### Work request
Please copy the pyroclast density article below word for word, everything from "Short summary" down to "facilitate data processing.".

Articles | Volume 6, issue 3
Short communication
24 Jul 2015
Short communication |  | 24 Jul 2015

Revisiting the statistical analysis of pyroclast density and porosity data

B. Bernard, U. Kueppers, and H. Ortiz

Abstract. Explosive volcanic eruptions are commonly characterized based on a thorough analysis of the generated deposits. Amongst other characteristics in physical volcanology, density and porosity of juvenile clasts are some of the most frequently used to constrain eruptive dynamics. In this study, we evaluate the sensitivity of density and porosity data to statistical methods and introduce a weighting parameter to correct issues raised by the use of frequency analysis. Results of textural investigation can be biased by clast selection. Using statistical tools as presented here, the meaningfulness of a conclusion can be checked for any data set easily. This is necessary to define whether or not a sample has met the requirements for statistical relevance, i.e. whether a data set is large enough to allow for reproducible results. Graphical statistics are used to describe density and porosity distributions, similar to those used for grain-size analysis. This approach helps with the interpretation of volcanic deposits. To illustrate this methodology, we chose two large data sets: (1) directed blast deposits of the 3640–3510 BC eruption of Chachimbiro volcano (Ecuador) and (2) block-and-ash-flow deposits of the 1990–1995 eruption of Unzen volcano (Japan). We propose the incorporation of this analysis into future investigations to check the objectivity of results achieved by different working groups and guarantee the meaningfulness of the interpretation.

Short summary
This paper presents a new methodology to treat statistically pyroclast density and porosity data sets introducing a weighting parameter. It also proposes a stability analysis to check if the sample set is large enough for statistical reliability. Finally we introduce graphical statistics to improve distinction between pyroclastic deposits and understanding of eruptive dynamics. An open source R code is supplied that includes all these features in order to facilitate data processing.

### Entries supplied
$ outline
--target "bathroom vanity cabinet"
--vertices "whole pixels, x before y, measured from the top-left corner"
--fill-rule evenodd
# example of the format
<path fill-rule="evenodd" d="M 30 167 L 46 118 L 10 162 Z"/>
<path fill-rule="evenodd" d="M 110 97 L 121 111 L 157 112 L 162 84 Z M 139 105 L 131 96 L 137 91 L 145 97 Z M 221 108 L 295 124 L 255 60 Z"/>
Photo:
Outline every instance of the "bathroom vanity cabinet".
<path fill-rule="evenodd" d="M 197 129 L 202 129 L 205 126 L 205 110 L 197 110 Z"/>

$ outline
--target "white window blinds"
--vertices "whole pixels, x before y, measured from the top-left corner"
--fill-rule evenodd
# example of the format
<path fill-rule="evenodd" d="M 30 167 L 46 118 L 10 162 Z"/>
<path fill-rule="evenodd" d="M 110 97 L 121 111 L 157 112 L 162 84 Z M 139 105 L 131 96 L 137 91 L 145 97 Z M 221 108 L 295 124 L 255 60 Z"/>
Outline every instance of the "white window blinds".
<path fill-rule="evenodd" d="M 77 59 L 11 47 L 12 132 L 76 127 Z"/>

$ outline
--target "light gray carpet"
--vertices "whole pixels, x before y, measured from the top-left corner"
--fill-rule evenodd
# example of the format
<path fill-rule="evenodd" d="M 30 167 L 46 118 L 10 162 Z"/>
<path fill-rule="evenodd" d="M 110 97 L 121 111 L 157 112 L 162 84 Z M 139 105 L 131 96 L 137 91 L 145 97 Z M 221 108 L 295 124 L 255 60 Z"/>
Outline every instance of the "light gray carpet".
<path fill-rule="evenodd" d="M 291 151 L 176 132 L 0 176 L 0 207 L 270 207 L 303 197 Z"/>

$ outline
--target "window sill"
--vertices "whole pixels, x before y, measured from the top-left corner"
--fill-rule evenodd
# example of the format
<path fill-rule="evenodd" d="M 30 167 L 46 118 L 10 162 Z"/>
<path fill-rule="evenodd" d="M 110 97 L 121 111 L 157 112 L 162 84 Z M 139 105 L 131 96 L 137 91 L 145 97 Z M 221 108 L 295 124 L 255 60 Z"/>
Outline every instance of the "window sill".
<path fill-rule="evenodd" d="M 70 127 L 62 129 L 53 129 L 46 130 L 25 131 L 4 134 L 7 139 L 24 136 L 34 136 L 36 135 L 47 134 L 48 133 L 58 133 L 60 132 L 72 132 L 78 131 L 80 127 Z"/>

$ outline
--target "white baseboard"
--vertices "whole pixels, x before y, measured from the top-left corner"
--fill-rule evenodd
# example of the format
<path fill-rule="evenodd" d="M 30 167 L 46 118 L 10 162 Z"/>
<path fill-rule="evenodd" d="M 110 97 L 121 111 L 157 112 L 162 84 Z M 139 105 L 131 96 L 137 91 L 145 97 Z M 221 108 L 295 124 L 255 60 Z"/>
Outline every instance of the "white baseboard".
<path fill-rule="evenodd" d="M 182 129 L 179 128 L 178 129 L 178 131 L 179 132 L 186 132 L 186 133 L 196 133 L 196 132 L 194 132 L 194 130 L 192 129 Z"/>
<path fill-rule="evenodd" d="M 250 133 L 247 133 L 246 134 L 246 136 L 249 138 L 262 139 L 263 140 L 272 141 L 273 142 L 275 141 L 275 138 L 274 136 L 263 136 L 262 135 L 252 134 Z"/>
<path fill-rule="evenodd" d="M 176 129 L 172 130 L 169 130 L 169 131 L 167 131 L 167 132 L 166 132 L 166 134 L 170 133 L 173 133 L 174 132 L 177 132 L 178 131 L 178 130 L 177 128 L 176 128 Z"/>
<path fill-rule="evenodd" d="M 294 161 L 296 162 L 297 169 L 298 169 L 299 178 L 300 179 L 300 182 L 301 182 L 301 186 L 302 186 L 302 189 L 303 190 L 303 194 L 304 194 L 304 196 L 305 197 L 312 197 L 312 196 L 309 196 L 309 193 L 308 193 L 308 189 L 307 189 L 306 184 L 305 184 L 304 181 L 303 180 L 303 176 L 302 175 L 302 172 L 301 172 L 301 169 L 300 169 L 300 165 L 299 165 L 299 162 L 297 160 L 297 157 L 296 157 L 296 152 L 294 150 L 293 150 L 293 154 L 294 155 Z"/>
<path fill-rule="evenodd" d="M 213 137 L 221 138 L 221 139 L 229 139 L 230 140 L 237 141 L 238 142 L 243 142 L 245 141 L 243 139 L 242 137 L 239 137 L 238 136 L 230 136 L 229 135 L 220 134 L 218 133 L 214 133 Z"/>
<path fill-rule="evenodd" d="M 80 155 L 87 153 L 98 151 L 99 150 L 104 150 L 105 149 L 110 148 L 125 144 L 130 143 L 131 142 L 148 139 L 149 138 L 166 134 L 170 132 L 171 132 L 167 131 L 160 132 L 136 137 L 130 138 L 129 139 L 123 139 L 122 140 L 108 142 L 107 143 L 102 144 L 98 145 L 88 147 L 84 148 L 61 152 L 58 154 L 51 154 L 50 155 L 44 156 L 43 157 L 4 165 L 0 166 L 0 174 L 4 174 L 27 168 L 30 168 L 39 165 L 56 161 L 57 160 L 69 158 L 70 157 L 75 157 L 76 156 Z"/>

### Task result
Short summary
This paper presents a new methodology to treat statistically pyroclast density and porosity data sets introducing a weighting parameter. It also proposes a stability analysis to check if the sample set is large enough for statistical reliability. Finally we introduce graphical statistics to improve distinction between pyroclastic deposits and understanding of eruptive dynamics. An open source R code is supplied that includes all these features in order to facilitate data processing.